• [Task goal]: The entries follow. Copy every line in which "tree" appears.

Referring expression pointing data
○ ○ ○ ○ ○ ○ ○

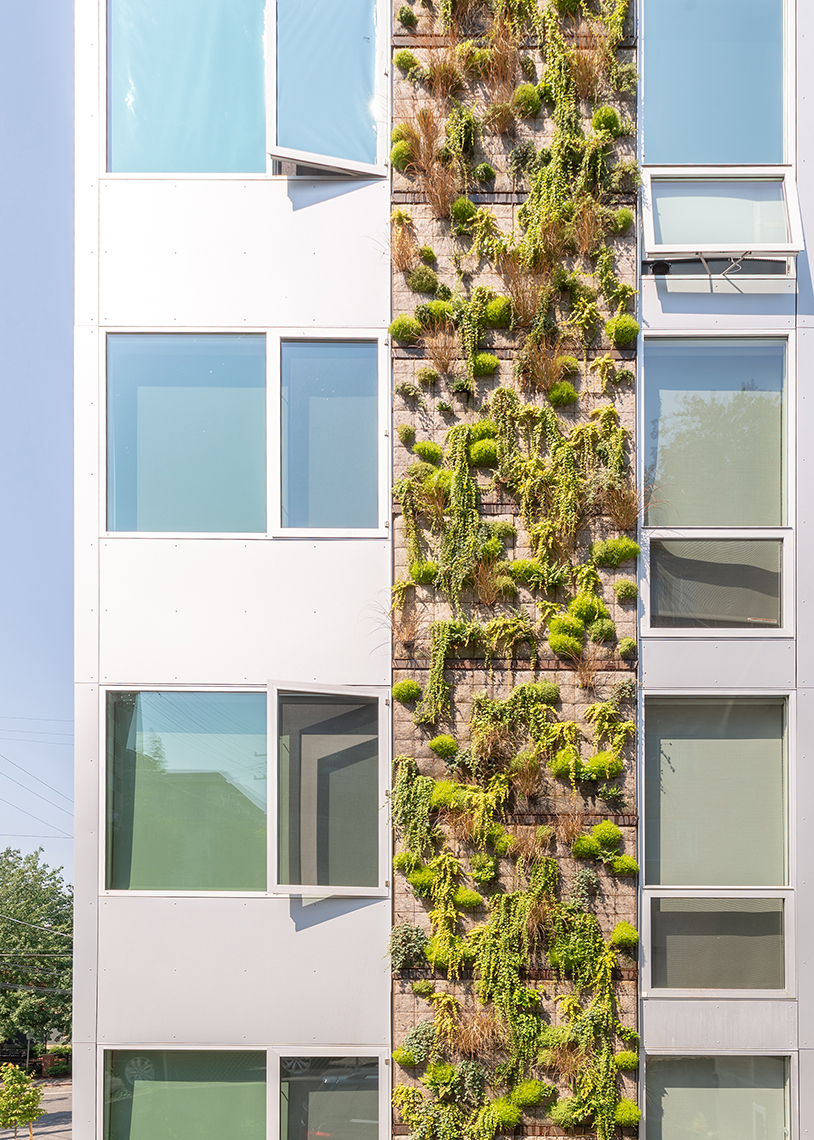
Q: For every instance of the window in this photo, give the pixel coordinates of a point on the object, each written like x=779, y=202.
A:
x=229, y=86
x=717, y=1097
x=186, y=432
x=714, y=418
x=186, y=791
x=715, y=792
x=330, y=431
x=334, y=1097
x=717, y=944
x=328, y=791
x=187, y=1094
x=714, y=82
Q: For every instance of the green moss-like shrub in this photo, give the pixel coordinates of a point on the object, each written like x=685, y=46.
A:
x=405, y=328
x=585, y=847
x=405, y=691
x=400, y=155
x=562, y=393
x=624, y=865
x=627, y=1113
x=621, y=330
x=605, y=119
x=406, y=60
x=587, y=607
x=483, y=453
x=462, y=211
x=444, y=746
x=564, y=645
x=483, y=172
x=422, y=279
x=483, y=868
x=433, y=312
x=527, y=100
x=498, y=312
x=623, y=220
x=466, y=900
x=485, y=364
x=423, y=573
x=429, y=452
x=612, y=552
x=601, y=630
x=625, y=589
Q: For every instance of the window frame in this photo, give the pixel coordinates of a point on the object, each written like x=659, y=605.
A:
x=274, y=490
x=277, y=689
x=274, y=1055
x=330, y=167
x=273, y=888
x=783, y=174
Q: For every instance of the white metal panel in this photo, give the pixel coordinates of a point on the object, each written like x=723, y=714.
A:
x=699, y=664
x=230, y=612
x=244, y=971
x=283, y=253
x=694, y=1026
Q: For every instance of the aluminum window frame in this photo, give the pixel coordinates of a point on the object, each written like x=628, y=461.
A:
x=783, y=174
x=331, y=165
x=277, y=689
x=274, y=444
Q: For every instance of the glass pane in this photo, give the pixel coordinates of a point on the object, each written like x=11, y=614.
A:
x=185, y=1094
x=717, y=1097
x=330, y=434
x=717, y=944
x=724, y=214
x=186, y=86
x=334, y=1097
x=714, y=432
x=186, y=432
x=186, y=791
x=327, y=47
x=713, y=81
x=716, y=584
x=328, y=791
x=715, y=792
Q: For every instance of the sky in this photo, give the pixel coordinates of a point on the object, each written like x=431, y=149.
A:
x=35, y=428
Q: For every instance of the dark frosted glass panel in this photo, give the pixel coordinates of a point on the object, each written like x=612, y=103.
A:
x=330, y=434
x=715, y=792
x=715, y=584
x=713, y=81
x=721, y=1098
x=186, y=791
x=186, y=432
x=334, y=1097
x=717, y=944
x=186, y=86
x=326, y=78
x=185, y=1094
x=714, y=432
x=328, y=791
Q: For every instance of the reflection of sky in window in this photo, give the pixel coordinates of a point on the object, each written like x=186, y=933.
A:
x=208, y=732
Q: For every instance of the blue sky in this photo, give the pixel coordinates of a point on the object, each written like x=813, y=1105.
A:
x=35, y=426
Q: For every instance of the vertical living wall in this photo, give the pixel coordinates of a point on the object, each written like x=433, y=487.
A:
x=514, y=605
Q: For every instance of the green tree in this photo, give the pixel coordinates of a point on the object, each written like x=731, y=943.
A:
x=35, y=946
x=19, y=1099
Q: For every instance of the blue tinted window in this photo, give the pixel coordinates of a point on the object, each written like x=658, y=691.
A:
x=330, y=434
x=713, y=81
x=186, y=432
x=187, y=86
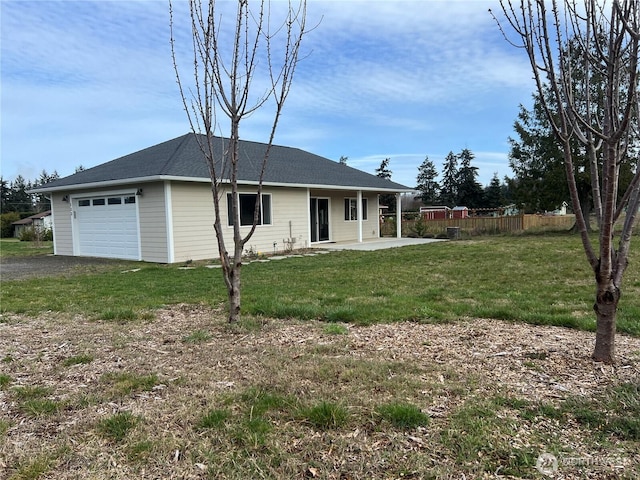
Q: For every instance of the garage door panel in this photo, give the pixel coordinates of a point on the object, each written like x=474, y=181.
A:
x=107, y=227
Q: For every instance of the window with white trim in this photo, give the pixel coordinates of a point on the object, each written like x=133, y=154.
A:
x=351, y=209
x=247, y=205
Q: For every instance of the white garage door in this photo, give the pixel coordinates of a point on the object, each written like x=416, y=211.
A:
x=107, y=226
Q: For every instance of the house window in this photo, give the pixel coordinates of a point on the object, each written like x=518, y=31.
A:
x=247, y=205
x=351, y=209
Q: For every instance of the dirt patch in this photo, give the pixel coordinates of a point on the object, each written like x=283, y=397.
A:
x=20, y=268
x=200, y=363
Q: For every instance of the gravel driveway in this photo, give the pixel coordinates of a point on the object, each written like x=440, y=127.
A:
x=18, y=268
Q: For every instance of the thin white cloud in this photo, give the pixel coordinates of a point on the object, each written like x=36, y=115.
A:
x=95, y=77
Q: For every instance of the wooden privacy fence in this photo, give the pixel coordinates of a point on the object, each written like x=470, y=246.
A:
x=412, y=226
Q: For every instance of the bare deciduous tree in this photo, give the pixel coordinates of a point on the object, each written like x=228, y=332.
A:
x=225, y=67
x=603, y=37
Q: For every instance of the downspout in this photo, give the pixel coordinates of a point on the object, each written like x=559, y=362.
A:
x=359, y=210
x=53, y=223
x=398, y=215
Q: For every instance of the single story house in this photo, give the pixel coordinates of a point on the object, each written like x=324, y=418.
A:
x=156, y=204
x=40, y=222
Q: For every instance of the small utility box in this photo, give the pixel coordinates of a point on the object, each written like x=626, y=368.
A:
x=453, y=233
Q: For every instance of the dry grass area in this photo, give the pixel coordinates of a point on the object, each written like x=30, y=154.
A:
x=186, y=396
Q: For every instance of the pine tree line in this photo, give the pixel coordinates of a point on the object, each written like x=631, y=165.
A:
x=459, y=185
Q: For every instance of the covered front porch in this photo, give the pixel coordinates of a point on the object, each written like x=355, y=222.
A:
x=370, y=245
x=338, y=216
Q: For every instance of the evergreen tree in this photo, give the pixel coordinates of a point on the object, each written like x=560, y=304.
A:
x=470, y=191
x=449, y=186
x=493, y=194
x=426, y=182
x=41, y=202
x=18, y=200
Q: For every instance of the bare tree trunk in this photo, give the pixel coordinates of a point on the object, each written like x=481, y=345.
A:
x=223, y=75
x=606, y=308
x=606, y=37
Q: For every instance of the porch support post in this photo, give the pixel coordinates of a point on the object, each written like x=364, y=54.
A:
x=359, y=210
x=398, y=215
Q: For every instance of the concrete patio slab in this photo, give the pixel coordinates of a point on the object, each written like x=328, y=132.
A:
x=377, y=244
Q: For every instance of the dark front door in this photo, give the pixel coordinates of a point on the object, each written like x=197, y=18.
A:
x=319, y=219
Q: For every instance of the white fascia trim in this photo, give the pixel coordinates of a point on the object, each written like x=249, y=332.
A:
x=163, y=178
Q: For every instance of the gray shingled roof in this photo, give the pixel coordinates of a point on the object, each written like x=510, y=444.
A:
x=181, y=157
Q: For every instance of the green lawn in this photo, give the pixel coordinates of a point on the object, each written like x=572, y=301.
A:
x=541, y=279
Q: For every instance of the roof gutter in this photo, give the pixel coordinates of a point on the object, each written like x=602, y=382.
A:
x=162, y=178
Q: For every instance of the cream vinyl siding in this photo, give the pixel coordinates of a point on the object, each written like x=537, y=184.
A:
x=192, y=216
x=342, y=230
x=153, y=225
x=62, y=232
x=289, y=220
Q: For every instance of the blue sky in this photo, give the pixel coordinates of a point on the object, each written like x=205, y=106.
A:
x=84, y=82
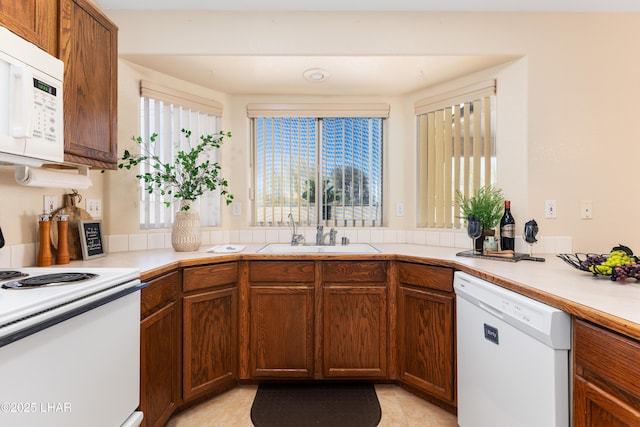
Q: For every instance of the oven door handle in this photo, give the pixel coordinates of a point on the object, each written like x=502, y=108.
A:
x=74, y=309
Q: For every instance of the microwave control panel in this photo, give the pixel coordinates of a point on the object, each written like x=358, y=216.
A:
x=45, y=109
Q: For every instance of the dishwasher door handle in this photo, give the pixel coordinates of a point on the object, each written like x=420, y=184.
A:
x=492, y=310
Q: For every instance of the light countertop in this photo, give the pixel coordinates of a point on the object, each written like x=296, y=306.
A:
x=610, y=304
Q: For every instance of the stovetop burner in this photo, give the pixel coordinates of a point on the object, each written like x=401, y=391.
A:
x=48, y=280
x=11, y=274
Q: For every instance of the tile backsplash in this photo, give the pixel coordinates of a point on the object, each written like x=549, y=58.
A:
x=24, y=255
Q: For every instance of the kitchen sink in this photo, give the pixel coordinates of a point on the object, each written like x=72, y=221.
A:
x=286, y=248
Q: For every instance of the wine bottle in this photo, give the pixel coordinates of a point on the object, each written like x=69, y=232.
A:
x=507, y=228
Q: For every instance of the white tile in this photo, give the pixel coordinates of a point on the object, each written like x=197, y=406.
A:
x=363, y=236
x=155, y=241
x=461, y=240
x=216, y=237
x=433, y=238
x=258, y=236
x=271, y=236
x=447, y=239
x=118, y=243
x=418, y=237
x=206, y=239
x=390, y=236
x=284, y=236
x=232, y=236
x=5, y=257
x=376, y=236
x=137, y=242
x=23, y=255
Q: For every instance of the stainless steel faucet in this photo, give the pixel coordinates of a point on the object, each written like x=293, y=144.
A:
x=332, y=236
x=296, y=239
x=319, y=235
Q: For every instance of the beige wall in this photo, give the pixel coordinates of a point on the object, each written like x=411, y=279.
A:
x=565, y=123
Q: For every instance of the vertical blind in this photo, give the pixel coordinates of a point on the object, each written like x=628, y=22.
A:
x=321, y=170
x=456, y=151
x=166, y=111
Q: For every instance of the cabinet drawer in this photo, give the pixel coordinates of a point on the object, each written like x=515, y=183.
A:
x=281, y=271
x=159, y=293
x=354, y=271
x=209, y=276
x=610, y=356
x=428, y=276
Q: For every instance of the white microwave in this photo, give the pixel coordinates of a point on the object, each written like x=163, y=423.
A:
x=31, y=116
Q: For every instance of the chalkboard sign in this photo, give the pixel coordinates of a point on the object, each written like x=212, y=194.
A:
x=91, y=239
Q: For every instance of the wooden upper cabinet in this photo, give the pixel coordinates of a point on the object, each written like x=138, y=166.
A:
x=33, y=20
x=89, y=48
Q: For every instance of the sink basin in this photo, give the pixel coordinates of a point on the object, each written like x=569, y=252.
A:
x=285, y=248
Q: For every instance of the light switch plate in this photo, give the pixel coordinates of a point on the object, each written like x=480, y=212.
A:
x=50, y=204
x=550, y=209
x=94, y=207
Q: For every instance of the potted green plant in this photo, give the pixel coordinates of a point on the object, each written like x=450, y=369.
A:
x=486, y=204
x=184, y=178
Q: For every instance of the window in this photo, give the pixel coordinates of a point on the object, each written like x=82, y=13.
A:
x=456, y=151
x=320, y=169
x=166, y=111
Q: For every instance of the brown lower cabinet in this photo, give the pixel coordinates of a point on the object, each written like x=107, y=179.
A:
x=281, y=319
x=606, y=391
x=210, y=325
x=354, y=319
x=426, y=339
x=205, y=328
x=160, y=341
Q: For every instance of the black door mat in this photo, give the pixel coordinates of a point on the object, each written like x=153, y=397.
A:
x=316, y=404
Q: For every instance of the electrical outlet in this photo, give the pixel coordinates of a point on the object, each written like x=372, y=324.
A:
x=236, y=209
x=94, y=207
x=550, y=209
x=50, y=204
x=586, y=209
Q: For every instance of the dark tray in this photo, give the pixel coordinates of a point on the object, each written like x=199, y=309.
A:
x=516, y=256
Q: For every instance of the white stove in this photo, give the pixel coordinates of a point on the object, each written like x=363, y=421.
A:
x=69, y=351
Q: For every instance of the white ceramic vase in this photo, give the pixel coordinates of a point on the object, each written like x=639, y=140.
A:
x=185, y=233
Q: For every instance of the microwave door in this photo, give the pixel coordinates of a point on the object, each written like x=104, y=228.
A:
x=9, y=142
x=45, y=125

○ ○ ○ ○ ○ ○ ○

• [Written answer]:
Q: For every instance of the green tree in this photo, give the pixel coordinates of a point on the object, each written like x=731, y=943.
Q: For every instance of the bare deciduous tree in this photo, give the pixel coordinates of a point on the object, each written like x=228, y=332.
Q: For every instance of the pine tree line in this photo, give the pixel coordinates of a point on the object, each written like x=631, y=165.
Q: For every instance of the evergreen tree in this photo, give the pixel coordinates of a point on the object, each written like x=560, y=304.
Q: For every instance of the bare tree trunk in this photo, give the pixel coordinates of a point on the object, each written like x=481, y=345.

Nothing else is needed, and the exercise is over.